··· Dataset extract

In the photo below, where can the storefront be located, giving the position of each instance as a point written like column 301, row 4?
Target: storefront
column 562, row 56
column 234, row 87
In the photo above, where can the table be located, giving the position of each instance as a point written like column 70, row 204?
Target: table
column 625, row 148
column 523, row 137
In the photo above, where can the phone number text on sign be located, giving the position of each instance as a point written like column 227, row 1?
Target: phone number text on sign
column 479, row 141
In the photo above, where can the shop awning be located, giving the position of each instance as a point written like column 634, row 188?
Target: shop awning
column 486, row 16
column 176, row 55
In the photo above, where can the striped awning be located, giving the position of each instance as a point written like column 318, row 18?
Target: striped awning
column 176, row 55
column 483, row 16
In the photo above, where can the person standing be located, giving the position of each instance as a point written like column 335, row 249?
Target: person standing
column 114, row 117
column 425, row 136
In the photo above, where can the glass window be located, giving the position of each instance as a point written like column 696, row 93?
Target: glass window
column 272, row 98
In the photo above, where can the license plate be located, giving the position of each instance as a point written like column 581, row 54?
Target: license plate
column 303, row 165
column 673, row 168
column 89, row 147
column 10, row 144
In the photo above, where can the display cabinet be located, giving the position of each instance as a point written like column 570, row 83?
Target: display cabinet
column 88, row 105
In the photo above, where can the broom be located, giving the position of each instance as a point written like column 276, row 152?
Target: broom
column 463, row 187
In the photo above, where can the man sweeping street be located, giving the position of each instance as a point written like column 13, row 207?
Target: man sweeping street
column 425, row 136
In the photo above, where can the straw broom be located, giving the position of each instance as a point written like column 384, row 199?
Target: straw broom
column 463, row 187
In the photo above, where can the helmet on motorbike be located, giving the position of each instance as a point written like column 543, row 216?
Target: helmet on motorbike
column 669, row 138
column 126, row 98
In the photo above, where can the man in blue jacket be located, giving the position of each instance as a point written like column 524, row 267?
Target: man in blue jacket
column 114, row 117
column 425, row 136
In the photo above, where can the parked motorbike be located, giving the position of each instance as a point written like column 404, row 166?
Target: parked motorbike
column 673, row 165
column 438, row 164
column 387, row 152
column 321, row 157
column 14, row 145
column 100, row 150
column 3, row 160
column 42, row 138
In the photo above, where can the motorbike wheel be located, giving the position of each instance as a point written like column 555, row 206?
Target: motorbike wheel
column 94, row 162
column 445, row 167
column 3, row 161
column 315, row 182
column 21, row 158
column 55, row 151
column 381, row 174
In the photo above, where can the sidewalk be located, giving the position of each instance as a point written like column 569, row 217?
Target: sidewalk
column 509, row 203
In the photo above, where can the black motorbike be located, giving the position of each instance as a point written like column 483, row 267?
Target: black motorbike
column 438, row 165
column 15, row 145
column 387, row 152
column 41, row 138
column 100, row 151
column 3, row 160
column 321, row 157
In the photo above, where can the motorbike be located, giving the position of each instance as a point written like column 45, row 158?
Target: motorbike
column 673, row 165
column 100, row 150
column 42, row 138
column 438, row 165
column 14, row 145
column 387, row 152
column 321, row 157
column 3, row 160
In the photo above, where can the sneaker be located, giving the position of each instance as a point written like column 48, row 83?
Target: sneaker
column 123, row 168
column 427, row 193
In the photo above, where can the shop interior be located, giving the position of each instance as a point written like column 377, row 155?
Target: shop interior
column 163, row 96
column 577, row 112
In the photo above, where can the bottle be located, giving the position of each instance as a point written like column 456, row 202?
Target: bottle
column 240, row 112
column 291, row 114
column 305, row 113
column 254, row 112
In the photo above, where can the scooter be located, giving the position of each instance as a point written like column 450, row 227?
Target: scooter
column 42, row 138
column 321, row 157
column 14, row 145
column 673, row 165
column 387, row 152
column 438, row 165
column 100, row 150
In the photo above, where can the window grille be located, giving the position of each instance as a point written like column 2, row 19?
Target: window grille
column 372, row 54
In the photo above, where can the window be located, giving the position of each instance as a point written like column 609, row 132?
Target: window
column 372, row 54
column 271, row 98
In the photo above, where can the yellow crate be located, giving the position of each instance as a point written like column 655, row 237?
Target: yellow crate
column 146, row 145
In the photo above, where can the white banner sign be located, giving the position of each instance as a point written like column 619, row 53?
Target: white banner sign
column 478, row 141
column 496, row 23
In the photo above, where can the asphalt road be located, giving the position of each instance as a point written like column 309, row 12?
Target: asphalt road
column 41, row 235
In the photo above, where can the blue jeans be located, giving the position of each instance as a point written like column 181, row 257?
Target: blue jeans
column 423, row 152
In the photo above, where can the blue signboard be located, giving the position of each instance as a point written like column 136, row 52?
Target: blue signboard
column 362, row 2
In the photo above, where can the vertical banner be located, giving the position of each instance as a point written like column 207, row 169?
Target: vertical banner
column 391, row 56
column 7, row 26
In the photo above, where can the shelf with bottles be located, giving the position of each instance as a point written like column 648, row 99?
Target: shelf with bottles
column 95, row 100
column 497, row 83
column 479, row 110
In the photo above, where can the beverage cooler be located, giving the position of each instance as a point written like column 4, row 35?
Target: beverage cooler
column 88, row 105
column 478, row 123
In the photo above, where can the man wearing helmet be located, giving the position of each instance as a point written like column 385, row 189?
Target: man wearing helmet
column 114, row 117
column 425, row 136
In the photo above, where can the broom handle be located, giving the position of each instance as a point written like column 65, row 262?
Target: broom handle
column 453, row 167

······
··· Dataset extract

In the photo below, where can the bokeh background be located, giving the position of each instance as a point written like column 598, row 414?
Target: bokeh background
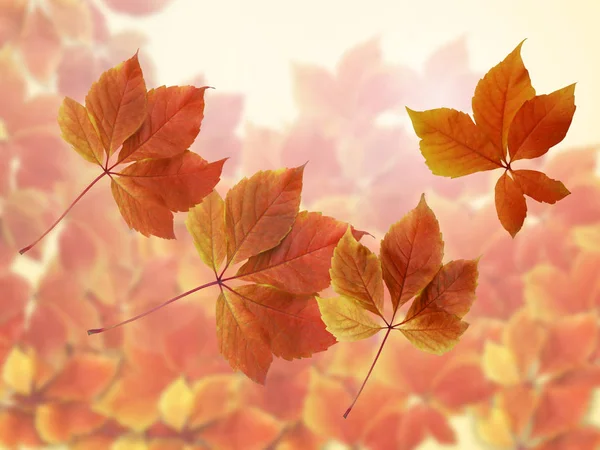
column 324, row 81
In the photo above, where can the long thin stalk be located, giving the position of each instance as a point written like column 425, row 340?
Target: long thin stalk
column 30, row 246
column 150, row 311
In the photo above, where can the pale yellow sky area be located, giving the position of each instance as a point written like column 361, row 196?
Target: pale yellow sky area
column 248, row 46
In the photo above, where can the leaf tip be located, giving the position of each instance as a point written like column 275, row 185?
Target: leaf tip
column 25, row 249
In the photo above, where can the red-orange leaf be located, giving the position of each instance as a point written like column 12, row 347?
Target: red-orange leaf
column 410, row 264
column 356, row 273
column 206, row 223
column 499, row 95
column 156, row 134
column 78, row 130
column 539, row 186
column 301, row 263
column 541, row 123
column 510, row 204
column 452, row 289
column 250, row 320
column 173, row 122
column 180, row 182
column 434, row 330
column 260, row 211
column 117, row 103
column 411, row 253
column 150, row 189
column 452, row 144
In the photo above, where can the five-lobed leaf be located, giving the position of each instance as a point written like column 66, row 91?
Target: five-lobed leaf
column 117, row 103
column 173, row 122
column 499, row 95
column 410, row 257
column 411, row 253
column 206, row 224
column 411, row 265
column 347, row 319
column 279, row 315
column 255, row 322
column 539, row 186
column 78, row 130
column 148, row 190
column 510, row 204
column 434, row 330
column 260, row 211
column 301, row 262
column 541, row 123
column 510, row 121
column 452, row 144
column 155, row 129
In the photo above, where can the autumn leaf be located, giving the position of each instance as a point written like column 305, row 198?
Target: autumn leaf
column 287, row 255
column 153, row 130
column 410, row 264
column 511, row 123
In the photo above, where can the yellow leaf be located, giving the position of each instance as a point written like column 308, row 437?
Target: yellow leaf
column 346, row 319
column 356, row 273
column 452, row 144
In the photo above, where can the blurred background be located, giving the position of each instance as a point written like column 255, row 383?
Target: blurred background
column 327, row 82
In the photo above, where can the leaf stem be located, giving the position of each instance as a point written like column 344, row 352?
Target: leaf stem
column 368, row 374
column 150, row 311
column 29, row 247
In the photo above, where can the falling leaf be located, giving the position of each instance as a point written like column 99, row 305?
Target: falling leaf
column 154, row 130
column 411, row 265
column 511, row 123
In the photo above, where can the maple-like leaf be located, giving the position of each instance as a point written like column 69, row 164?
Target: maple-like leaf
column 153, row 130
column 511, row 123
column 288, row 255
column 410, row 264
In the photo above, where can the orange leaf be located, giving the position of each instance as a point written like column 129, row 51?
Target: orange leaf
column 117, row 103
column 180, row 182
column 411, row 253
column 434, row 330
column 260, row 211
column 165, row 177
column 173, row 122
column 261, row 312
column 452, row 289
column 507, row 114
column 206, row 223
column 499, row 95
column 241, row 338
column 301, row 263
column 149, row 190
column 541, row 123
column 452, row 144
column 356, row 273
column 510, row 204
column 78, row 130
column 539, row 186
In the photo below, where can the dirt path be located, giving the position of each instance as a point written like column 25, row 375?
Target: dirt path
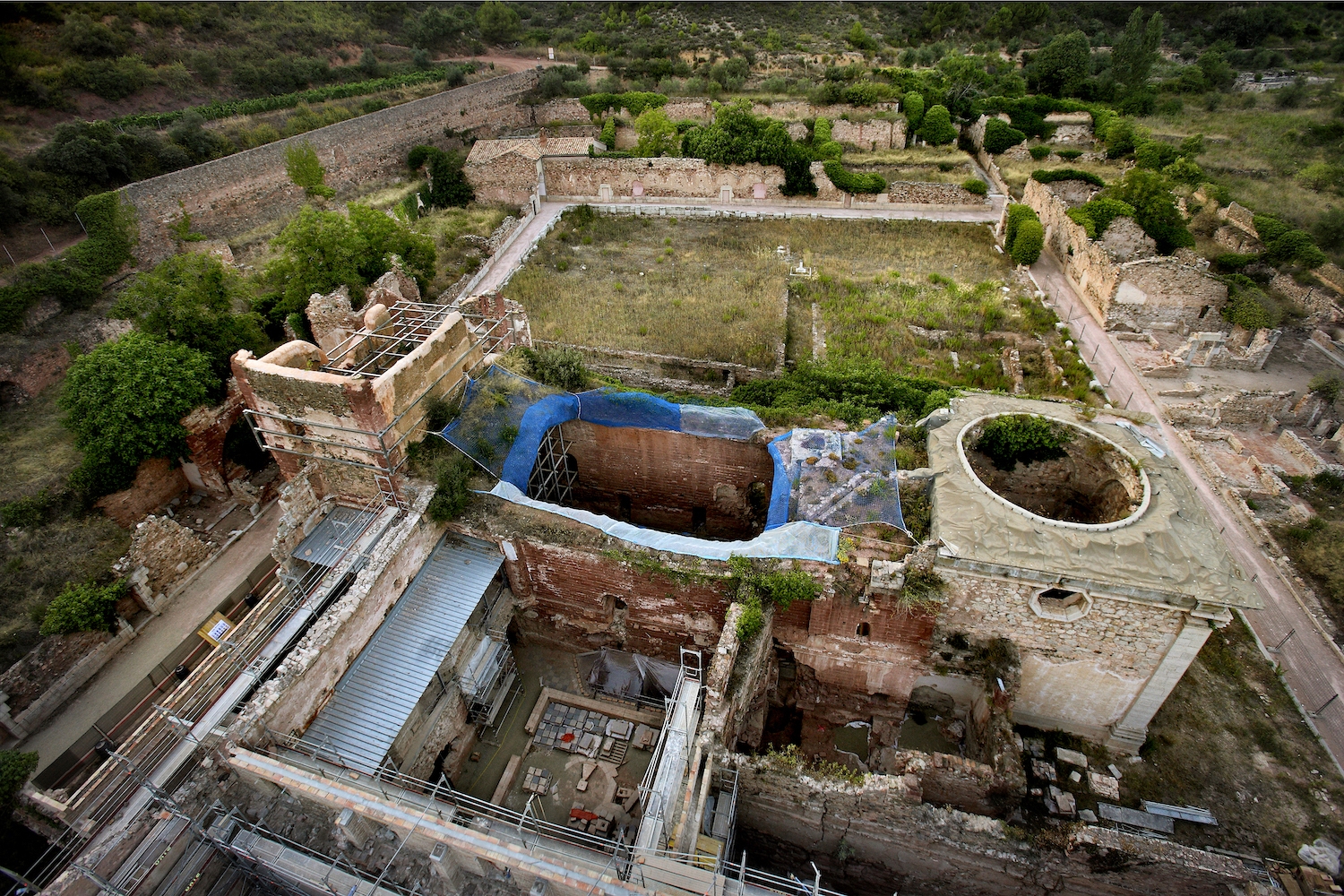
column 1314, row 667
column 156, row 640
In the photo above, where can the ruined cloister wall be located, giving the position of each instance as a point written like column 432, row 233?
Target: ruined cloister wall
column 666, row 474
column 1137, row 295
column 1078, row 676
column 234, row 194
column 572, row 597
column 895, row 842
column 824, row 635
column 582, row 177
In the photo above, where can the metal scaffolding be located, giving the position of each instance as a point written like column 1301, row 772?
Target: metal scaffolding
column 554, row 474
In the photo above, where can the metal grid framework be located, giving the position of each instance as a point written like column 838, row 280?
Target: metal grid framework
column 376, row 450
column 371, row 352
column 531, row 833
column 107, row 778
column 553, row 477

······

Problem description:
Rewrite the rows from the line containing "In the photo above, where can the window be" up to and including the line containing "column 479, row 110", replacing "located" with "found" and leaving everything else unchanged.

Full response:
In the photo above, where can the window be found, giving the position of each instance as a point written like column 609, row 132?
Target: window
column 372, row 54
column 271, row 98
In the photo above, where can the yellow crate be found, giving the position of each instance as a point written like column 655, row 237?
Target: yellow crate
column 146, row 145
In the photo above, where can the white banner sign be found, giving the position of each instance as a point written like column 619, row 53?
Target: white banner sign
column 478, row 141
column 496, row 23
In the photo above, where can the asphalt road be found, giving the position of each instance as a point written like column 309, row 12?
Target: asphalt road
column 41, row 235
In the photo above, where can the blue jeans be found, giving the position of each instance as a point written like column 181, row 257?
Target: blue jeans
column 423, row 152
In the photo above, where can the blue signboard be found, giving the position of each instance as a point written like column 136, row 52?
Target: blue signboard
column 362, row 2
In the photo above, where can the vertical banner be found, giving the position of each instance as a point written like column 207, row 169?
Target: vertical banner
column 391, row 56
column 7, row 26
In the photo above, where can the shelf with bottles be found, giving the position of each instance as a point written like column 648, row 99?
Target: shelf with bottles
column 95, row 100
column 497, row 83
column 479, row 110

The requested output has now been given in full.